The exercise: Omit the pictures and extract only the lines from the line containing "Task: Indicate the canyon wall" to the end of the material, each exactly as written.

(Position annotation records)
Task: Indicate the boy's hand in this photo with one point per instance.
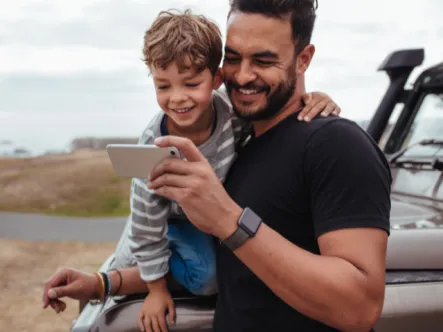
(317, 103)
(152, 317)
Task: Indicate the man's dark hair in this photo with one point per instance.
(301, 14)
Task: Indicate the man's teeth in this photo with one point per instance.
(248, 91)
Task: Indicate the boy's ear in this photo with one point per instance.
(218, 79)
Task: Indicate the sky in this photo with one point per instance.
(70, 68)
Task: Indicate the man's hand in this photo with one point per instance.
(70, 283)
(195, 187)
(317, 103)
(153, 313)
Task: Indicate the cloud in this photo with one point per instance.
(67, 37)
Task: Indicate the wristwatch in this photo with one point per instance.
(248, 225)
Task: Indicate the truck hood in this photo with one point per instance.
(412, 213)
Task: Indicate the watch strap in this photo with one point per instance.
(236, 239)
(248, 224)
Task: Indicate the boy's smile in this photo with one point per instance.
(186, 96)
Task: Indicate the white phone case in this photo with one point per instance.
(137, 161)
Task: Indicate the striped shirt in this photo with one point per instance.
(149, 216)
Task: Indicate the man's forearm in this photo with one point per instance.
(327, 289)
(131, 282)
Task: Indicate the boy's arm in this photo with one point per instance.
(147, 236)
(149, 213)
(317, 103)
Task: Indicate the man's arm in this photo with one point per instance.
(344, 286)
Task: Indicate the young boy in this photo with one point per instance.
(183, 53)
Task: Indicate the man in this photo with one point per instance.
(304, 215)
(304, 219)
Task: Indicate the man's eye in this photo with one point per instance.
(192, 85)
(264, 63)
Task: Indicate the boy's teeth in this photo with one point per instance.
(248, 91)
(184, 110)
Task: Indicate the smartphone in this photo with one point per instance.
(137, 161)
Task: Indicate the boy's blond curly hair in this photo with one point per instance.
(181, 37)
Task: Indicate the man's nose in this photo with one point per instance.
(245, 74)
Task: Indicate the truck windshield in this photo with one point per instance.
(428, 124)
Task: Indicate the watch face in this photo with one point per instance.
(250, 222)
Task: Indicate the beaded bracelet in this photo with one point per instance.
(102, 284)
(106, 284)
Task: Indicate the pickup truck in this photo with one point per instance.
(408, 125)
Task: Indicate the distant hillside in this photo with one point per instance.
(9, 149)
(97, 143)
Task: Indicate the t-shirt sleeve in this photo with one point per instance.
(348, 178)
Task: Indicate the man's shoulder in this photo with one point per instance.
(334, 129)
(322, 128)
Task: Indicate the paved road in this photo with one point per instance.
(36, 227)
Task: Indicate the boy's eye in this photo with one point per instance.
(192, 85)
(231, 60)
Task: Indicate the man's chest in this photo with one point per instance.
(272, 185)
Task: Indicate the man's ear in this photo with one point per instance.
(218, 79)
(304, 59)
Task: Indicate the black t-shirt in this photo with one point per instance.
(303, 180)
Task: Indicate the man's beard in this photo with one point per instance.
(274, 102)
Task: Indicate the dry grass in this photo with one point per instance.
(25, 267)
(79, 184)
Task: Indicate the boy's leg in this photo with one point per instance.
(192, 261)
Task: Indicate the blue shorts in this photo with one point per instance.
(192, 261)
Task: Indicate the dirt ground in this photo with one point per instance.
(25, 267)
(77, 184)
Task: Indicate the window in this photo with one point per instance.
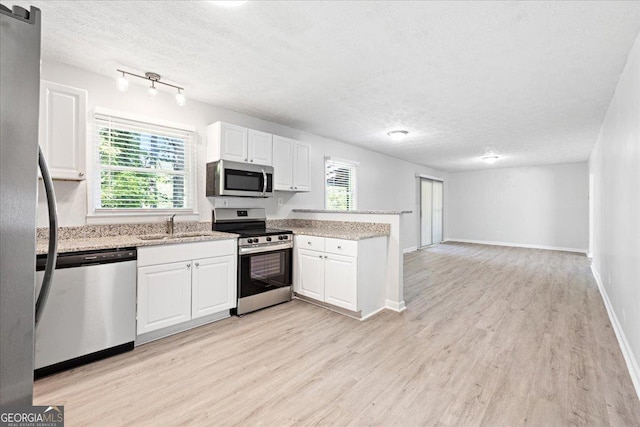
(142, 167)
(340, 185)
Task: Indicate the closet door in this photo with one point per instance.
(431, 211)
(426, 212)
(436, 213)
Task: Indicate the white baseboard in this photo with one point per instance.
(373, 313)
(518, 245)
(398, 307)
(629, 358)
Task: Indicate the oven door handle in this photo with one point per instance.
(259, 249)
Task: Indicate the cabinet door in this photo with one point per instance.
(301, 173)
(310, 274)
(213, 285)
(260, 147)
(282, 163)
(233, 143)
(341, 281)
(164, 295)
(63, 117)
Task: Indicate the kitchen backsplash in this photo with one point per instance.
(109, 230)
(331, 225)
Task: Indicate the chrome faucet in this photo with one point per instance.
(170, 224)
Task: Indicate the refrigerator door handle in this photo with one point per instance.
(52, 254)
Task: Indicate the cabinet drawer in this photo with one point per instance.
(341, 247)
(162, 254)
(312, 243)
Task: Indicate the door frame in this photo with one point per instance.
(429, 178)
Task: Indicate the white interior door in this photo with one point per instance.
(426, 202)
(431, 211)
(436, 213)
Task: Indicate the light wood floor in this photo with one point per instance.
(491, 336)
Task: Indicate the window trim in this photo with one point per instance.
(352, 163)
(109, 216)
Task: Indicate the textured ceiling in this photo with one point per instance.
(530, 81)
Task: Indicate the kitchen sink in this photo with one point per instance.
(173, 236)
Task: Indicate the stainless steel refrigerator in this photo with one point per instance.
(19, 160)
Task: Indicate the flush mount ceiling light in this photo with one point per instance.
(229, 3)
(123, 85)
(490, 158)
(398, 135)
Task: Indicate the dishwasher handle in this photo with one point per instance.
(85, 258)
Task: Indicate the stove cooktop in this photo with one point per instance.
(259, 232)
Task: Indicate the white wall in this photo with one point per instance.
(615, 166)
(384, 183)
(543, 206)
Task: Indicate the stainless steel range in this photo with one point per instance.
(264, 258)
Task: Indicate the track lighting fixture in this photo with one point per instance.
(123, 85)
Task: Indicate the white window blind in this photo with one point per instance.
(340, 184)
(142, 166)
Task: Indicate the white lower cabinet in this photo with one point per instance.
(213, 285)
(201, 282)
(311, 283)
(347, 274)
(341, 281)
(164, 296)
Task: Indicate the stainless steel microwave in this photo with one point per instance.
(226, 178)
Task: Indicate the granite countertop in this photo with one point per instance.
(352, 212)
(338, 234)
(126, 241)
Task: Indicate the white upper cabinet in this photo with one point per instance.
(239, 144)
(301, 172)
(291, 165)
(283, 163)
(259, 146)
(229, 142)
(63, 134)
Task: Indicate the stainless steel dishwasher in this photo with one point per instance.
(91, 310)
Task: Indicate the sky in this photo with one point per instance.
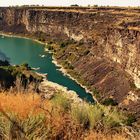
(70, 2)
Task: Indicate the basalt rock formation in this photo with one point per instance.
(109, 55)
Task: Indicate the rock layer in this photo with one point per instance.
(110, 35)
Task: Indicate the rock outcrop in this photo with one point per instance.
(111, 36)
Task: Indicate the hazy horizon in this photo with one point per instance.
(70, 2)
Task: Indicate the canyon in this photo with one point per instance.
(102, 45)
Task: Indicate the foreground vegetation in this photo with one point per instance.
(28, 116)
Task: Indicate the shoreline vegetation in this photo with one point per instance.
(61, 68)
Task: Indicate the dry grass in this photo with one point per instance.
(101, 136)
(49, 119)
(22, 104)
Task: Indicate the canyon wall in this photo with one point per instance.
(112, 37)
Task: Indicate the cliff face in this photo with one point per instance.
(111, 37)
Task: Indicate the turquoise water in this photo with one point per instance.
(19, 51)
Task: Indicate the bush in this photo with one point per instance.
(130, 119)
(62, 102)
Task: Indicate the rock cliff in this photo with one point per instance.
(110, 37)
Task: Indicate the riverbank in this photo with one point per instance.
(64, 71)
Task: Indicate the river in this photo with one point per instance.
(20, 50)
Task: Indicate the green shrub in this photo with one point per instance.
(62, 102)
(130, 119)
(80, 115)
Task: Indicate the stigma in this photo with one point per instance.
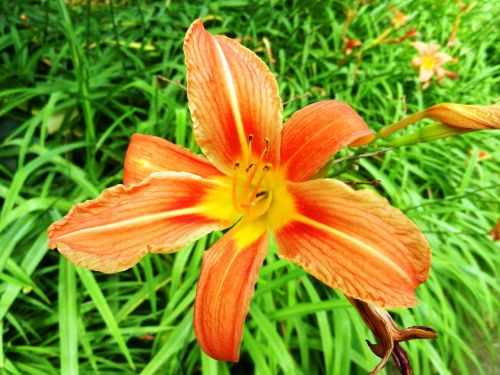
(251, 194)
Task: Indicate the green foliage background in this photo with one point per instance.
(95, 65)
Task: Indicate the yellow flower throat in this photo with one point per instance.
(251, 194)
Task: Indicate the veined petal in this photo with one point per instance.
(228, 275)
(354, 241)
(313, 134)
(232, 95)
(162, 214)
(148, 154)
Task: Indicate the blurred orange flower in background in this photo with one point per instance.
(430, 62)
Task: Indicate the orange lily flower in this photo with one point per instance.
(255, 179)
(399, 19)
(430, 62)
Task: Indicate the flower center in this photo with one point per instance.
(251, 193)
(428, 62)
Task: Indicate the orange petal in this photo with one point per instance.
(232, 95)
(114, 231)
(147, 154)
(228, 275)
(313, 134)
(356, 242)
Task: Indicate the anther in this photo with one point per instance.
(266, 145)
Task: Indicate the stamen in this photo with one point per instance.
(250, 167)
(250, 140)
(235, 183)
(266, 145)
(255, 190)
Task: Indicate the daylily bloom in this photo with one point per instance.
(388, 336)
(431, 62)
(400, 19)
(255, 179)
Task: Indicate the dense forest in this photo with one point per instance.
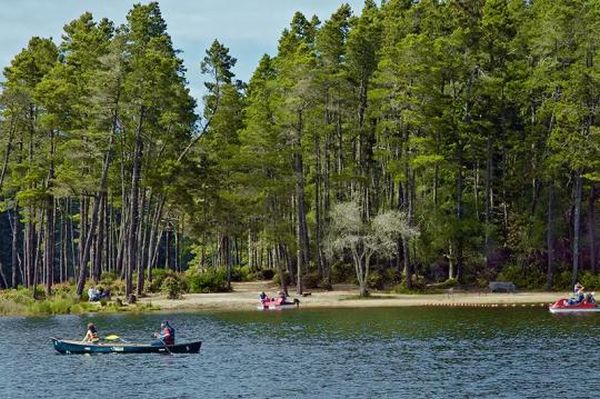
(417, 142)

The reply:
Task: Indicate the canyon wall in this photo with one point per instance.
(112, 37)
Task: Indicate the cliff face in this photo with one point per instance.
(111, 37)
Task: Indicate the turquoise water in this photo with one point per instance.
(19, 51)
Task: Indicate the bush in this photo with one point per instance.
(130, 119)
(62, 102)
Task: Indicate the rock cliff in this photo with one point per instance.
(110, 37)
Task: Indicate the riverbank in this photo with one point per instance.
(64, 71)
Task: Indicate the river in this photo with one point per instance.
(20, 50)
Task: Indicate the green shrub in this photo with one point per instance.
(62, 102)
(130, 119)
(80, 115)
Task: Indicate the stigma in this photo with one point per instance.
(251, 194)
Task: Indicate the green foliage background in this photo with one point per instance.
(95, 65)
Task: Indicate the yellow flower throat in this photo with one point per instance.
(251, 194)
Task: Indicate the veined petal in this photo with one point per instance.
(228, 275)
(354, 241)
(313, 134)
(232, 95)
(162, 214)
(148, 154)
Task: Indicate the blurred orange flower in background in this photo with one point per instance.
(430, 62)
Task: Indicate the orange lily flower in this photo with one point per instance.
(255, 179)
(399, 19)
(430, 62)
Task: Indicate the flower center in this photo with one point per instance.
(251, 193)
(428, 62)
Task: Indicate the orange petal in this photo with one point per instance.
(232, 95)
(114, 231)
(147, 154)
(228, 275)
(313, 134)
(356, 242)
Task: Indicate the anther in this photo with one point per instance.
(266, 145)
Task: Indicate the stamen in this photo with one point per instance.
(250, 167)
(250, 140)
(235, 183)
(266, 145)
(255, 190)
Task: Indicate the daylily bloom in this photo with one point per instance.
(388, 336)
(431, 62)
(400, 19)
(255, 179)
Task: Indicate the dense forest in this photo with one point per instance.
(417, 142)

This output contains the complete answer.